● **Aim**
Please convert the lines below into a Markdown table with two columns, Row and Line, giving each line its own numbered row and leaving out any blank lines.
---
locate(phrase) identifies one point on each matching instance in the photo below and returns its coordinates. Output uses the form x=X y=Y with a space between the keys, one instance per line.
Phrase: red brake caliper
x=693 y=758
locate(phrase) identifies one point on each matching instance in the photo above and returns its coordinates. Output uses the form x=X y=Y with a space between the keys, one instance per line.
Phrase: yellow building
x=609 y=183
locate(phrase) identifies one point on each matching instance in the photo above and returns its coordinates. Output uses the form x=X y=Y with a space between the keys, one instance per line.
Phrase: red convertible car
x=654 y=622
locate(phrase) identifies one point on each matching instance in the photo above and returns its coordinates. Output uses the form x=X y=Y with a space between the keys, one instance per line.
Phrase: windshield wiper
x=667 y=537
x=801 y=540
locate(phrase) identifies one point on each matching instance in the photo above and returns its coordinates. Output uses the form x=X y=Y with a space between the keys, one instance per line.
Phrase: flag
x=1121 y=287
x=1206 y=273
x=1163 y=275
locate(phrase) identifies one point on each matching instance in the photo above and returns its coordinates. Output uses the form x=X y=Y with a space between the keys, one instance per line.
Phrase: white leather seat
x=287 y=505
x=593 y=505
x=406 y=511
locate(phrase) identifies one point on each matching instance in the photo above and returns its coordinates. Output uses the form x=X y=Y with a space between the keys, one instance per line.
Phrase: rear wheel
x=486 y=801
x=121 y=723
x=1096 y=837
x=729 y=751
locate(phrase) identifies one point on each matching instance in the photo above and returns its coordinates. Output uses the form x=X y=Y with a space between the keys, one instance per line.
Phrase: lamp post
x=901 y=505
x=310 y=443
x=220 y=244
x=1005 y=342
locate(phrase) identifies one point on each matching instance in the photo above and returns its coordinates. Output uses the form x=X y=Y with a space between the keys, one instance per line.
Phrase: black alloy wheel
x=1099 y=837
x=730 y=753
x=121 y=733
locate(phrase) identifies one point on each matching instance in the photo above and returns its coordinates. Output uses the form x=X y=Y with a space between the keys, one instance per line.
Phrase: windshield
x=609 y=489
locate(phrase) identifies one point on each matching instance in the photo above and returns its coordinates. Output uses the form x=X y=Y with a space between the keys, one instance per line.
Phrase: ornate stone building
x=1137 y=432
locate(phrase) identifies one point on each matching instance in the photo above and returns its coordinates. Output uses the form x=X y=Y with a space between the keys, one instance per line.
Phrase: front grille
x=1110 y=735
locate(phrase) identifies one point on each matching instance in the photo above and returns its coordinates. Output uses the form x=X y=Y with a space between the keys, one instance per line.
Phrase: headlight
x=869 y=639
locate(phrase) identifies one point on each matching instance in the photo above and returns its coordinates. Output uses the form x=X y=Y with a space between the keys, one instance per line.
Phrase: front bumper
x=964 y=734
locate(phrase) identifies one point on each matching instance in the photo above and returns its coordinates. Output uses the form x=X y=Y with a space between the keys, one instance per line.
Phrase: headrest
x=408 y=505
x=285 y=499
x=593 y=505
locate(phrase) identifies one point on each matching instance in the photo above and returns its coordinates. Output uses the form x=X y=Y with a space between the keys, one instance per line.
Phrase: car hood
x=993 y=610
---
● **Completed exercise**
| Row | Line |
|---|---|
| 1 | locate(phrase) identifies one point on each matching instance in the photo below and returns its coordinates. Output uses the form x=X y=Y with a space between the keys, one instance per line. |
| 2 | Phrase: red brake caliper |
| 3 | x=693 y=758 |
| 4 | locate(phrase) identifies one point on each matching instance in the photo above and returns its coordinates. Output uses the form x=X y=Y with a space between the keys, one instance per line. |
| 5 | Phrase: yellow building |
| 6 | x=609 y=183 |
| 7 | locate(phrase) identifies one point on each matching instance in the photo above and returns its coordinates. Output uses the form x=X y=Y with a space between the keys, one instance per line. |
| 8 | Phrase: red convertible car |
| 9 | x=654 y=622 |
| 10 | locate(phrase) identifies one point on each matching instance in the photo above and returns its coordinates. Output uses the form x=X y=Y with a space between the keys, one instance per line. |
| 11 | Phrase: windshield wiper |
| 12 | x=667 y=537 |
| 13 | x=801 y=540 |
| 14 | locate(phrase) identifies one point on each matching instance in the photo above and returns its coordinates. Output uses the form x=X y=Y with a space between the keys, one instance per line. |
| 15 | Phrase: flag |
| 16 | x=1121 y=287 |
| 17 | x=1206 y=273 |
| 18 | x=1163 y=275 |
| 19 | locate(phrase) identifies one point on each matching instance in the photo above and returns its coordinates. Output uses the form x=X y=Y with a space between the keys, one instance per line. |
| 20 | Phrase: white leather seat |
| 21 | x=287 y=505 |
| 22 | x=593 y=505 |
| 23 | x=406 y=511 |
| 24 | locate(phrase) identifies one point on each matching instance in the photo above and returns its coordinates. Output uses the form x=X y=Y with a space between the keys, one instance per line. |
| 25 | Phrase: rear wheel |
| 26 | x=486 y=801 |
| 27 | x=121 y=723 |
| 28 | x=1096 y=837 |
| 29 | x=729 y=751 |
| 30 | locate(phrase) identifies one point on each matching instance in the photo above and returns its coordinates. Output uses the form x=X y=Y with a space between the keys, one instance per line. |
| 31 | Phrase: lamp post |
| 32 | x=901 y=505 |
| 33 | x=310 y=443 |
| 34 | x=220 y=244 |
| 35 | x=1005 y=342 |
| 36 | locate(phrase) identifies one point on each matching instance in the photo above and returns its coordinates. Output uses the form x=X y=Y with a space between the keys, one instance per line. |
| 37 | Phrase: black alloy wheel |
| 38 | x=1099 y=837 |
| 39 | x=730 y=753 |
| 40 | x=121 y=733 |
| 41 | locate(phrase) identifies one point on each matching instance in the photo above and returns its coordinates. Output uses the form x=X y=Y with a space between the keys, one instance per line. |
| 42 | Phrase: windshield |
| 43 | x=609 y=489 |
| 44 | locate(phrase) identifies one point on each matching instance in the photo above and returns its coordinates. Output uses the form x=X y=Y with a space between the keys, one instance per line. |
| 45 | Phrase: ornate stone building |
| 46 | x=1137 y=432 |
| 47 | locate(phrase) identifies one point on each matching instance in the photo above and returns its coordinates. Output uses the form x=X y=Y with a space between the keys, one instance per line. |
| 48 | Phrase: front grille |
| 49 | x=1110 y=735 |
| 50 | locate(phrase) identifies one point on each matching instance in the photo above and returns its coordinates. Output uses the form x=X y=Y with a space between the keys, one instance per line. |
| 51 | Phrase: headlight |
| 52 | x=869 y=639 |
| 53 | locate(phrase) identifies one point on each matching instance in the photo above and returns its coordinates. Output uses the form x=X y=Y with a space between the keys, one instance per line. |
| 54 | Phrase: front bumper |
| 55 | x=964 y=734 |
| 56 | locate(phrase) identifies one point on each matching instance in the photo above and returns its coordinates. Output uses the form x=X y=Y with a space between the keys, one instance per line. |
| 57 | Phrase: headrest |
| 58 | x=408 y=505 |
| 59 | x=285 y=499 |
| 60 | x=593 y=505 |
| 61 | locate(phrase) identifies one point on each matching instance in the photo above and returns its coordinates. Output uses the form x=X y=Y with a space between the keys, one instance per line. |
| 62 | Phrase: car hood |
| 63 | x=993 y=610 |